** Data records **
· · · · · · ·

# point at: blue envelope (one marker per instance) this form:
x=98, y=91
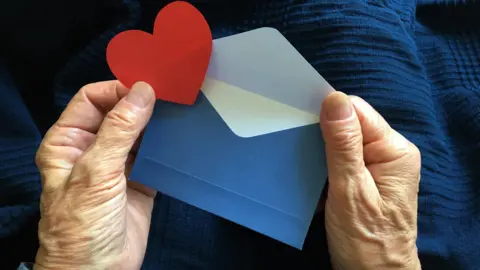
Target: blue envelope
x=250, y=149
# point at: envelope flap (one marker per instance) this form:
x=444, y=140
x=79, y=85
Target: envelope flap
x=264, y=62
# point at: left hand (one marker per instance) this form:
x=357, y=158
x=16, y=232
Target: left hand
x=92, y=217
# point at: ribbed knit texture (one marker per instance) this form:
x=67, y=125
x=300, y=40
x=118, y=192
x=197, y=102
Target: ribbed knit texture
x=416, y=62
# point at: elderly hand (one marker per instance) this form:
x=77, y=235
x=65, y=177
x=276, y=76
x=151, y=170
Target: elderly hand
x=92, y=217
x=374, y=173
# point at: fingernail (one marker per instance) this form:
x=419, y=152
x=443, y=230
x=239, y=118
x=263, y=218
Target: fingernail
x=141, y=95
x=337, y=107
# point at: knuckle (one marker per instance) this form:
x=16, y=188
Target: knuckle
x=121, y=119
x=346, y=138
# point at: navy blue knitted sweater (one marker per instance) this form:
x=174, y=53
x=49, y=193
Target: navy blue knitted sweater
x=416, y=62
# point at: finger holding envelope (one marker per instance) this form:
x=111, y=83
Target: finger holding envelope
x=371, y=209
x=84, y=161
x=75, y=130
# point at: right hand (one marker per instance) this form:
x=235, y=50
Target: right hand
x=374, y=174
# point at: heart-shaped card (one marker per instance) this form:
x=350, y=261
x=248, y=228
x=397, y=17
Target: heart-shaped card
x=174, y=60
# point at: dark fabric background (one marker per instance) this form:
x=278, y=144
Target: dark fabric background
x=417, y=62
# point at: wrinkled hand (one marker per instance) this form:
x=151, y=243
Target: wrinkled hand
x=374, y=173
x=91, y=216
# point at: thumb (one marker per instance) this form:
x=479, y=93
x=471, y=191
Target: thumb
x=118, y=133
x=343, y=137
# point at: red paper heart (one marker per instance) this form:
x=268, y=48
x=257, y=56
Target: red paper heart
x=174, y=60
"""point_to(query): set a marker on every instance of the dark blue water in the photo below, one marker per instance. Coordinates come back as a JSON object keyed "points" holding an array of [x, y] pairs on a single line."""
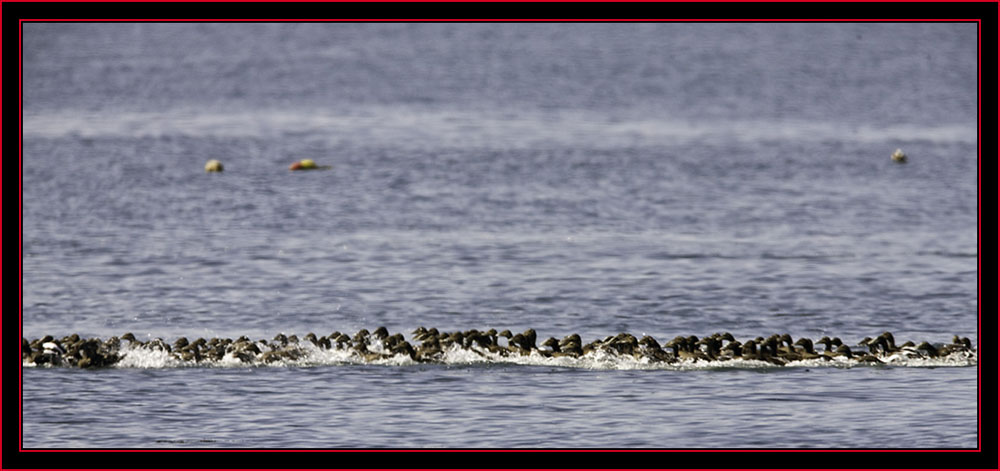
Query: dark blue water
{"points": [[658, 179]]}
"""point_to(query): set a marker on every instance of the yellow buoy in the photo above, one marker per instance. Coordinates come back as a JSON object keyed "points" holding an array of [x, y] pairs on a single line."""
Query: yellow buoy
{"points": [[899, 156], [307, 164], [213, 166]]}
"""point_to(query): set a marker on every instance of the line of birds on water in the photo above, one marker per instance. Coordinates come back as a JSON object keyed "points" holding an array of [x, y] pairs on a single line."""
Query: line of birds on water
{"points": [[777, 349]]}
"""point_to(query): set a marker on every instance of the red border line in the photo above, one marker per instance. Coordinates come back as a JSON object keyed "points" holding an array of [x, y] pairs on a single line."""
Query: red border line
{"points": [[763, 450]]}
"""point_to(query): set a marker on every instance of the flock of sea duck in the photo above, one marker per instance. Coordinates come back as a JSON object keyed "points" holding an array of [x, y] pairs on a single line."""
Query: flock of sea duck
{"points": [[430, 345]]}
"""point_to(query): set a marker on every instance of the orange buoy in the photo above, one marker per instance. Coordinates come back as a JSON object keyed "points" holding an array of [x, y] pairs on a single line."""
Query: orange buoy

· · · · · · ·

** Prompt **
An exact, image-free transcript of the material is required.

** Completed exercise **
# point at: blue envelope (one marker per instance) this form:
x=98, y=91
Target: blue envelope
x=250, y=149
# point at: envelope flap (one marker per instance) this form:
x=444, y=140
x=79, y=85
Target: envelope flap
x=264, y=62
# point at: left hand (one marker per instance) this form:
x=357, y=158
x=16, y=232
Target: left hand
x=92, y=217
# point at: ribbed knit texture (one marker per instance) this form:
x=67, y=125
x=300, y=40
x=118, y=192
x=197, y=102
Target: ribbed knit texture
x=416, y=62
# point at: elderly hand (one marker per instance) this form:
x=77, y=235
x=65, y=177
x=276, y=76
x=151, y=170
Target: elderly hand
x=92, y=217
x=374, y=173
# point at: fingernail (one marker per instance) this form:
x=419, y=152
x=443, y=230
x=239, y=118
x=263, y=218
Target: fingernail
x=141, y=95
x=337, y=107
# point at: knuckle (one marker per instance) this form:
x=16, y=188
Target: knuckle
x=121, y=119
x=346, y=138
# point at: navy blue knitted sweater (one marker per instance) this form:
x=174, y=53
x=49, y=193
Target: navy blue knitted sweater
x=416, y=62
# point at: finger holding envelope (one marker per instance) this form:
x=111, y=83
Target: finger holding envelope
x=371, y=209
x=84, y=161
x=75, y=130
# point at: right hand (one marker per instance) this form:
x=235, y=50
Target: right hand
x=374, y=174
# point at: heart-shaped card (one marker per instance) this form:
x=350, y=261
x=248, y=228
x=397, y=17
Target: heart-shaped card
x=174, y=60
# point at: dark fabric background (one marker per instance) this form:
x=278, y=144
Target: dark fabric background
x=417, y=62
# point at: wrinkled hand (one marker per instance) this form:
x=151, y=243
Target: wrinkled hand
x=374, y=173
x=91, y=216
# point at: thumb (one marker per instance) this form:
x=479, y=93
x=471, y=191
Target: thumb
x=118, y=133
x=343, y=137
# point at: red paper heart (one marker per instance) this form:
x=268, y=48
x=257, y=56
Target: red paper heart
x=174, y=60
"""point_to(query): set a marker on every instance of the dark blue water in the photo below, one marker per instance. Coordinates come back as a JSON object keyed "points" holding an array of [x, y] pairs on a single line."""
Query: dark blue water
{"points": [[658, 179]]}
"""point_to(query): set a marker on every instance of the yellow buoy in the photo above, one marker per instance. Coordinates come back as a JSON object keyed "points" holding an array of [x, y] pairs on a single line."""
Query: yellow buoy
{"points": [[899, 156], [307, 164], [213, 166]]}
"""point_to(query): set a marker on every instance of the line of birds on water in the photo above, one marker per instance. Coordinates come back as a JSON object keyed "points" holding an array of [x, y] pairs on a single line."""
Query: line of birds on water
{"points": [[777, 349]]}
"""point_to(query): set a marker on every instance of the red border line in the photo above, one marker per instance. Coordinates come back as a JSON object keyed "points" holding an array of [x, y] pairs on a single line."""
Query: red border line
{"points": [[763, 450]]}
"""point_to(query): set a marker on every instance of the flock of sea duck in the photo above, one marker per instance. Coordinates come back as a JSON object keyed "points" holding an array of [x, y] pairs on a single line."""
Query: flock of sea duck
{"points": [[430, 345]]}
"""point_to(query): set a marker on every instance of the orange buoy in the photo above, one marker per instance. Coordinates come back as a JSON object keyed "points" holding an array of [x, y] pairs on a single line."""
Query: orange buoy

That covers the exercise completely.